Problem 1: According to the post on finding home, what features made Beacon Hill a neighborhood the author liked to walk through? List them all.

Thursday, May 28, 2015

Finding Home: Other Voices

Today we have a wonderful post from Tamsen Schultz on the importance of home and the decisions we make to find it.




Why Having Vacation Homes Matters

Beacon Hill in Boston wasn’t home. It wasn’t even where I thought I might want to end up sometime down the road. It was (and is) a stunningly beautiful neighborhood though. With its ornate brownstones, views of the river, and proximity to the heart of Boston, it was a neighborhood I used to like to walk through when I worked for the State of Massachusetts. I’d moved to Brookline, a Boston suburb so close to the city so as to be almost indistinguishable from it, after finishing my undergraduate degree at Mount Holyoke, a women’s college about 1.5 hours west. It seems that our class split in three with most of us either moving to New York, DC, or Boston. I chose Boston because a friend had an extra room in the apartment she was sub-leasing and I was able to get a job working the field I wanted to be in (does that even happen anymore out of undergrad???).

I don’t want to pretend that I was any more intuitive than any other twenty-two year old at the time, but I will say that my four years of living in that area seemed to be one (good) coincidence after another – so much so that even a self-absorbed young adult recognized my good fortune. My college has a strong alumnae association and when I decided I wanted to go into law and conflict resolution, I found an alumna who worked in the field and a few months later I had a job working for the state. My friend found the apartment and with the apartment came a roommate who would, shortly after I moved in, introduce me to my future husband. In the meantime, I took a course on negotiation, met someone who worked for an international non-profit that ended up hiring me, then ended up working for the private foundation of one of that organization’s board members. I got married, got pregnant, and got into law school. It was a whirlwind of four years and a time and a place that holds a special spot in my heart and memories.

But it was never really home.

When I got pregnant my (and my husband’s) thoughts turned to our own families. His family was in India and we weren’t interested in moving to Mumbai. But my family was in California, a state I had always, and still, consider home.  Maybe it’s because generations of my family are from there, maybe it’s because it was where I grew up, or maybe it was because that was where family was. Most likely, it was all of the above. In a lucky set of even more coincidences (and yes, some hard work too), my husband got a job offer in Mountain View (in the Silicon Valley) and I received a scholarship to attend Santa Clara Law school, twenty minutes from where he worked and where we ended up living. Both our boys were born in California – seventh generation Californian on my side and first generation American on my husband’s. We made friends, spent time with family, and yes, enjoyed the weather and wine. But somewhere else was calling to us.

Problem 2: Output, as a JSON list of strings with one string per line and blank lines omitted, the records from the line containing "One point for each instance of the ceiling fan, each" through the end of the records, including both ends.

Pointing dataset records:
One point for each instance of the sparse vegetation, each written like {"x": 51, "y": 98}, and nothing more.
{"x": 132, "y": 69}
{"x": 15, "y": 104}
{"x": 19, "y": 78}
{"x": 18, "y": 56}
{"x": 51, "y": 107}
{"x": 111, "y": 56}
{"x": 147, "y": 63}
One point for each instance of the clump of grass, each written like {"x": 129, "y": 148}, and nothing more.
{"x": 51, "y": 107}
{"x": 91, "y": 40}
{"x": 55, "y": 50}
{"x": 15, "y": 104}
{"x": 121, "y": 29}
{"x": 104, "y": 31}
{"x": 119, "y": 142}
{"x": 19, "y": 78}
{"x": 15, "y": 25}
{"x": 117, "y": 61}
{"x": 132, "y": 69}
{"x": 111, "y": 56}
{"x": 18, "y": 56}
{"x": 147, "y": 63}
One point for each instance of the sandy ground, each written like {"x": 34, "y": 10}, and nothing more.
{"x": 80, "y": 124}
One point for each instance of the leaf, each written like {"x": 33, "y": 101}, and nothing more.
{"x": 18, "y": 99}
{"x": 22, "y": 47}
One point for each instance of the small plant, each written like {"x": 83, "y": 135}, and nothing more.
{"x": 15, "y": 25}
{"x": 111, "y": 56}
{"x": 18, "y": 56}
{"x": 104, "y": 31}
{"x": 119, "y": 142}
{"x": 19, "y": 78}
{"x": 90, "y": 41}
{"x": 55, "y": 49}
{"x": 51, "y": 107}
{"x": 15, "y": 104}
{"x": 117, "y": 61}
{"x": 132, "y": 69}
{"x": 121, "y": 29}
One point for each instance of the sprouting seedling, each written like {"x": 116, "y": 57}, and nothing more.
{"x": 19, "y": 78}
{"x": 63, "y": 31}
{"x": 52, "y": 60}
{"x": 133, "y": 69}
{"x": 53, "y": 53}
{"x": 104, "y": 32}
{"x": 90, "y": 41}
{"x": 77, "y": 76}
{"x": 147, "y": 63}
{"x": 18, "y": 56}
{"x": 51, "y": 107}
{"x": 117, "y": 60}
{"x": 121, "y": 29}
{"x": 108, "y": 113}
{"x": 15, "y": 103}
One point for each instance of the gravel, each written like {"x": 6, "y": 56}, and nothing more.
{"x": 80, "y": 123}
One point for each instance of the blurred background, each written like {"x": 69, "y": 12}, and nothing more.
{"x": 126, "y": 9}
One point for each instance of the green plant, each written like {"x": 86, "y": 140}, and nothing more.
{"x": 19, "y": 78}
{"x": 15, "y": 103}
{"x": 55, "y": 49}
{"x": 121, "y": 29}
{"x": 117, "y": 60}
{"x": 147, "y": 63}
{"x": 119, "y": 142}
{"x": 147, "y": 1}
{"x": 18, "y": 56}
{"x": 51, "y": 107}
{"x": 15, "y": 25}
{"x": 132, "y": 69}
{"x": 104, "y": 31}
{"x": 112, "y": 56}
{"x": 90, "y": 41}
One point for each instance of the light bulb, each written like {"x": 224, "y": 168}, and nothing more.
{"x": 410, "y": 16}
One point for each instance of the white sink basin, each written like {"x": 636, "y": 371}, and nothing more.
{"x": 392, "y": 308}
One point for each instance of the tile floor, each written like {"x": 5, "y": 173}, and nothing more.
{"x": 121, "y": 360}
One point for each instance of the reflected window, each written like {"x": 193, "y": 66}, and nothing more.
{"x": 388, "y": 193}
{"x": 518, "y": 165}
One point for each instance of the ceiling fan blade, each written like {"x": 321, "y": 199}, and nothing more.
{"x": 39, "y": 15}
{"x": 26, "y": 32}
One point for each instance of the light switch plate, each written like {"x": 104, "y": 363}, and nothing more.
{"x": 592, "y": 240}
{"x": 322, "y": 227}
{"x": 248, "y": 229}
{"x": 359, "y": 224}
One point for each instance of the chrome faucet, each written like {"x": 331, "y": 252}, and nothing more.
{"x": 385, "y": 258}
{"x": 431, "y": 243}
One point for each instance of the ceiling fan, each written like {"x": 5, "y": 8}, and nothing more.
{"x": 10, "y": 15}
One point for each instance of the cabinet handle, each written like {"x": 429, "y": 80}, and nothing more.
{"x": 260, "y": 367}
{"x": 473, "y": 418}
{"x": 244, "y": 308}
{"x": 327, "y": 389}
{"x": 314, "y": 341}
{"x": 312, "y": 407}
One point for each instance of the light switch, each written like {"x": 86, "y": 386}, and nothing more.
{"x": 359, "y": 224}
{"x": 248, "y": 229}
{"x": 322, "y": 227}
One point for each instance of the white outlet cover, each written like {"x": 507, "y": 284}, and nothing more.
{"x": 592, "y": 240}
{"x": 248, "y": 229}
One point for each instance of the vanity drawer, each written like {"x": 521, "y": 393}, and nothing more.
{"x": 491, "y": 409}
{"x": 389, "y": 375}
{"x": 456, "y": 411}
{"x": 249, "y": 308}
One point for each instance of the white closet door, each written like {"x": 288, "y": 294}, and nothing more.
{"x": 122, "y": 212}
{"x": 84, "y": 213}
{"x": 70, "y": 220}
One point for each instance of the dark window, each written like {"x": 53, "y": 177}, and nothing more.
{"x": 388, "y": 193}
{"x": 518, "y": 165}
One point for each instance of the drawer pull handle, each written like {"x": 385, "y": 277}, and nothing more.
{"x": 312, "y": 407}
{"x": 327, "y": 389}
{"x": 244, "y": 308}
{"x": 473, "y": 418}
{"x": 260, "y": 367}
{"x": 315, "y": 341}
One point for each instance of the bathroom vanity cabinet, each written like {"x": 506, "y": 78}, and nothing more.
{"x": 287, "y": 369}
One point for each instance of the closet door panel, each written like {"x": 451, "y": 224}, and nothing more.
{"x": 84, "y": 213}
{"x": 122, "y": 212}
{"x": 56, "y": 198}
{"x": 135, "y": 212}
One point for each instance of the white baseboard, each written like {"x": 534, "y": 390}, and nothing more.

Exercise output 1:
- Its ornate brownstones
- Its views of the river
- Its proximity to the heart of Boston

Exercise output 2:
[
  "One point for each instance of the ceiling fan, each written like {\"x\": 5, \"y\": 8}, and nothing more.",
  "{\"x\": 10, \"y\": 15}",
  "One point for each instance of the cabinet handle, each written like {\"x\": 429, \"y\": 80}, and nothing more.",
  "{\"x\": 260, \"y\": 367}",
  "{\"x\": 473, \"y\": 418}",
  "{\"x\": 244, \"y\": 308}",
  "{\"x\": 327, \"y\": 389}",
  "{\"x\": 314, \"y\": 341}",
  "{\"x\": 312, \"y\": 407}",
  "One point for each instance of the light switch, each written like {\"x\": 86, \"y\": 386}, and nothing more.",
  "{\"x\": 359, \"y\": 224}",
  "{\"x\": 248, \"y\": 229}",
  "{\"x\": 322, \"y\": 227}",
  "One point for each instance of the white outlet cover, each written like {\"x\": 507, \"y\": 284}, and nothing more.",
  "{\"x\": 592, \"y\": 240}",
  "{\"x\": 248, \"y\": 229}",
  "One point for each instance of the vanity drawer, each written like {\"x\": 521, \"y\": 393}, and nothing more.",
  "{\"x\": 491, \"y\": 409}",
  "{\"x\": 389, \"y\": 375}",
  "{\"x\": 456, \"y\": 411}",
  "{\"x\": 249, \"y\": 308}",
  "One point for each instance of the white closet door, each written like {\"x\": 288, \"y\": 294}, and nothing more.",
  "{\"x\": 122, \"y\": 212}",
  "{\"x\": 84, \"y\": 213}",
  "{\"x\": 70, \"y\": 220}",
  "One point for each instance of the dark window, each written like {\"x\": 53, \"y\": 177}, and nothing more.",
  "{\"x\": 388, \"y\": 193}",
  "{\"x\": 518, \"y\": 165}",
  "One point for each instance of the drawer pull handle, each written like {\"x\": 385, \"y\": 277}, and nothing more.",
  "{\"x\": 312, \"y\": 407}",
  "{\"x\": 327, \"y\": 389}",
  "{\"x\": 244, \"y\": 308}",
  "{\"x\": 473, \"y\": 418}",
  "{\"x\": 260, \"y\": 367}",
  "{\"x\": 315, \"y\": 341}",
  "One point for each instance of the bathroom vanity cabinet, each written like {\"x\": 506, \"y\": 78}, and nothing more.",
  "{\"x\": 287, \"y\": 369}",
  "One point for each instance of the closet door panel, each written like {\"x\": 451, \"y\": 224}, and nothing more.",
  "{\"x\": 84, \"y\": 213}",
  "{\"x\": 122, \"y\": 212}",
  "{\"x\": 56, \"y\": 198}",
  "{\"x\": 135, \"y\": 212}",
  "One point for each instance of the white baseboard, each written like {\"x\": 534, \"y\": 390}, and nothing more."
]